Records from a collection
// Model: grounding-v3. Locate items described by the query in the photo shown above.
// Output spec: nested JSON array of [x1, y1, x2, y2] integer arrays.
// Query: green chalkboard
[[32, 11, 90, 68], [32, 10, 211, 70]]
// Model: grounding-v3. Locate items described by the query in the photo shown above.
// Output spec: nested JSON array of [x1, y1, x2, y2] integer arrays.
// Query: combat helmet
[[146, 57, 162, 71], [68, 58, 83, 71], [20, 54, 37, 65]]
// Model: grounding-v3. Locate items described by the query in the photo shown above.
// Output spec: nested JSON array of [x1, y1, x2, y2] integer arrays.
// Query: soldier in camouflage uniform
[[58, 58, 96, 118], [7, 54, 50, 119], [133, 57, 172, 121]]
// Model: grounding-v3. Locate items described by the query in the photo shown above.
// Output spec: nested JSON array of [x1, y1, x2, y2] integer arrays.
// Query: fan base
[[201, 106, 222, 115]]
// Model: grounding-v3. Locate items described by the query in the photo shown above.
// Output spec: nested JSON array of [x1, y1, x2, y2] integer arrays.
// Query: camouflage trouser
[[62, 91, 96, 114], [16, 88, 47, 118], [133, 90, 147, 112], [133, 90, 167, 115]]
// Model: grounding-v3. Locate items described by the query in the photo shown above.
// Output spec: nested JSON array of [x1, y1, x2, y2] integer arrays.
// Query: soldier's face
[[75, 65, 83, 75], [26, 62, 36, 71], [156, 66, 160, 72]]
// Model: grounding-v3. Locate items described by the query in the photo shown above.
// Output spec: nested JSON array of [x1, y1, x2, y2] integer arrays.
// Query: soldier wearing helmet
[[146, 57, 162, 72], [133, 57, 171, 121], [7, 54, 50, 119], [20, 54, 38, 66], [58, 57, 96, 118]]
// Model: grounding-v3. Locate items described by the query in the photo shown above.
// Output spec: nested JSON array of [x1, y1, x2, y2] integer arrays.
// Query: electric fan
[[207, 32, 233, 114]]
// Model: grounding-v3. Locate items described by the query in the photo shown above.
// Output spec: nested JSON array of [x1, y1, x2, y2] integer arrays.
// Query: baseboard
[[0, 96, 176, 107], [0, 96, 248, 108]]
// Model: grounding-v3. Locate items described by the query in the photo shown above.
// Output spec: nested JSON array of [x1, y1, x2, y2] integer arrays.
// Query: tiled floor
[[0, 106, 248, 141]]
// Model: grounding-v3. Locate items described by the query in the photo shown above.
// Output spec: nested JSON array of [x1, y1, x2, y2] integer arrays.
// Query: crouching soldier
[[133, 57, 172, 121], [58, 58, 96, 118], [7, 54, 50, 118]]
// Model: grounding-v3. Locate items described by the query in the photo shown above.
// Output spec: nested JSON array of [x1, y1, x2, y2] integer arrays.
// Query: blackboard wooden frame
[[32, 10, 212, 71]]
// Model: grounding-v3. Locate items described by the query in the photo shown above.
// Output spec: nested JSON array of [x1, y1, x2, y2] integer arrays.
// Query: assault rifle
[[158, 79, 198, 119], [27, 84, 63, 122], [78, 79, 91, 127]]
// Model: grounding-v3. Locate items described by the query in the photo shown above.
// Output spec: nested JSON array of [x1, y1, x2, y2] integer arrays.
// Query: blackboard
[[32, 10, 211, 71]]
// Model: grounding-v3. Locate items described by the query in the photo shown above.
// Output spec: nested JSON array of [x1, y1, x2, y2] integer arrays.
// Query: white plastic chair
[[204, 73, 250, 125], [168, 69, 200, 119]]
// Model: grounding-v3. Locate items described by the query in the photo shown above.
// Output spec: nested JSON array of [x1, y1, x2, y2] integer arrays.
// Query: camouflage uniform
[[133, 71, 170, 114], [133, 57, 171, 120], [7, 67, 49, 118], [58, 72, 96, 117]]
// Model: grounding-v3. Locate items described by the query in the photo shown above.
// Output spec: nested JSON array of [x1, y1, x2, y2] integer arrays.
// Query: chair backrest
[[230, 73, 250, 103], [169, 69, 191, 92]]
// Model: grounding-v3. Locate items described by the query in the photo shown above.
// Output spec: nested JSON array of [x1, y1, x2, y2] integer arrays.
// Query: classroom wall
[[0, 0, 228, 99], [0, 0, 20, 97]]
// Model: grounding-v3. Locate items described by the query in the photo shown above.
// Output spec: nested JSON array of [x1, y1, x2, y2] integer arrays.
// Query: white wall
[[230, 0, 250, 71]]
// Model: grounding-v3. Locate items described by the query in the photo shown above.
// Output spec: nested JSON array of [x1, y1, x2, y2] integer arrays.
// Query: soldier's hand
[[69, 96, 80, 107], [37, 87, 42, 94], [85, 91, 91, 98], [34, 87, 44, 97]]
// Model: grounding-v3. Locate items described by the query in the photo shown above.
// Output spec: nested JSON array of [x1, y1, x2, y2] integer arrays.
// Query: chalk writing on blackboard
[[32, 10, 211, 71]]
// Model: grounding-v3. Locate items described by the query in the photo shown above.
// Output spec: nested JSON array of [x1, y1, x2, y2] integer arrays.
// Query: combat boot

What needs to be done: The answer must be the complete set of entries, retyped exactly.

Solution below:
// Model: grounding-v3. Locate items described by the query in the photo shown above.
// Output spec: nested JSON array of [x1, y1, x2, y2] integer arrays.
// Query: green chalkboard
[[32, 11, 90, 68], [32, 10, 211, 70]]
// Model: grounding-v3. Locate items described by the query in the photo shown above.
// Output spec: nested JSON array of [x1, y1, x2, y2] integer arrays.
// Query: combat helmet
[[146, 57, 162, 71], [68, 58, 83, 71], [20, 54, 37, 65]]
// Model: grounding-v3. Locate items described by the query in the photo shown above.
// Output spec: nested JSON array of [x1, y1, x2, y2] integer arrays.
// Query: soldier in camouflage uniform
[[58, 58, 96, 118], [7, 54, 50, 119], [133, 57, 172, 121]]
// Model: grounding-v3. Locate items described by the query in the photo shown above.
// Output spec: nested JSON array of [x1, y1, x2, y2] integer arrays.
// Query: fan base
[[201, 106, 222, 115]]
// Model: grounding-v3. Locate items described by the query in the photo shown above.
// Output spec: nested JSON array of [x1, y1, x2, y2] integer arrays.
// Query: camouflage trouser
[[62, 91, 96, 114], [16, 88, 47, 118], [133, 90, 147, 112], [133, 90, 167, 115]]
// Model: grounding-v3. Locate items described by the query in the photo shown above.
// Output spec: nested JSON array of [x1, y1, x2, y2] integer arrays.
// Query: soldier's face
[[75, 65, 83, 75], [26, 62, 36, 71], [156, 66, 160, 72]]
// Model: grounding-v3. Locate items described by the query in the photo shown above.
// Output spec: nested JSON array of [x1, y1, x2, y2] integer arrays.
// Query: soldier wearing helmet
[[146, 57, 162, 72], [133, 57, 171, 121], [7, 54, 50, 119], [20, 54, 38, 66], [58, 57, 96, 118]]
// Model: grounding-v3. Locate items described by the query in the photo shown above.
// Output spec: nested JSON array of [x1, y1, x2, y2] integer arrays.
// Query: electric fan
[[207, 32, 233, 114]]
// Model: grounding-v3. Locate items described by the query in the photo shown above.
// Output spec: nested JSON array of [x1, y1, x2, y2] integer arrays.
// Query: baseboard
[[0, 96, 176, 107], [0, 96, 248, 108]]
// Model: grounding-v3. Locate items described by the query in the photo shown above.
// Output spec: nested JSON array of [x1, y1, x2, y2] integer arrays.
// Query: tiled floor
[[0, 106, 248, 141]]
// Model: grounding-v3. Locate items described by the query in the photo shown above.
// Output spec: nested JSON array of [x1, y1, x2, y2] integer arrays.
// Query: crouching soldier
[[133, 57, 172, 121], [58, 58, 96, 118], [7, 54, 50, 118]]
// Model: grounding-v3. Locate items described by the query in the photo shown above.
// Output spec: nested JSON array of [x1, y1, x2, y2] integer arrays.
// Query: blackboard wooden frame
[[32, 10, 212, 71]]
// Model: grounding-v3. Locate items described by the query in the photo shown above.
// Output spec: nested JSON array of [x1, y1, x2, y2] integer arrays.
// Query: assault rifle
[[158, 79, 198, 119], [27, 84, 63, 122], [78, 79, 91, 127]]
// Model: grounding-v3. Locate items described by the query in the photo shown above.
// Output spec: nested JSON array of [x1, y1, x2, y2] integer arrays.
// Query: blackboard
[[32, 10, 211, 71]]
// Model: grounding-v3. Locate items described by the query in the photo shown above.
// Output spec: nested JSON array of [x1, y1, x2, y2] integer arrays.
// Query: white plastic chair
[[204, 73, 250, 125], [168, 69, 200, 119]]
// Model: grounding-v3. Locate items described by the query in the photo shown above.
// Output spec: nested JSON array of [x1, y1, x2, y2] integer arrays.
// Query: camouflage uniform
[[133, 71, 170, 114], [133, 57, 171, 120], [7, 67, 49, 118], [58, 72, 96, 117]]
// Model: grounding-v3. Locate items described by the query in the photo shown above.
// Output spec: nested JSON array of [x1, y1, x2, y2] integer arrays.
// Query: chair backrest
[[230, 73, 250, 103], [169, 69, 191, 92]]
// Model: grounding-v3. Locate items described by the query in the photo shown above.
// Output spec: nested JSON array of [x1, y1, x2, y2] integer arrays.
// Query: classroom wall
[[0, 0, 228, 99], [0, 0, 20, 97]]
// Model: grounding-v3. Locate items described by the query in the photo shown above.
// Output spec: nested JSON array of [x1, y1, x2, y2] integer arrays.
// Query: white wall
[[230, 0, 250, 71]]
// Model: grounding-v3. Locate items described by the query in the photo shown above.
// Output spec: nested JSON array of [x1, y1, x2, y2] integer arrays.
// Query: soldier's hand
[[69, 96, 80, 107], [37, 87, 42, 94], [85, 91, 91, 98], [34, 87, 44, 97]]
// Model: grounding-v3. Locate items described by the query in the photo shown above.
// Output spec: nested JSON array of [x1, y1, x2, y2] integer arrays.
// Query: chalk writing on blackboard
[[32, 10, 211, 71]]
// Model: grounding-v3. Locate items described by the query in the photo shown above.
// Output spec: nested JSON array of [x1, y1, x2, y2] integer arrays.
// Query: combat boot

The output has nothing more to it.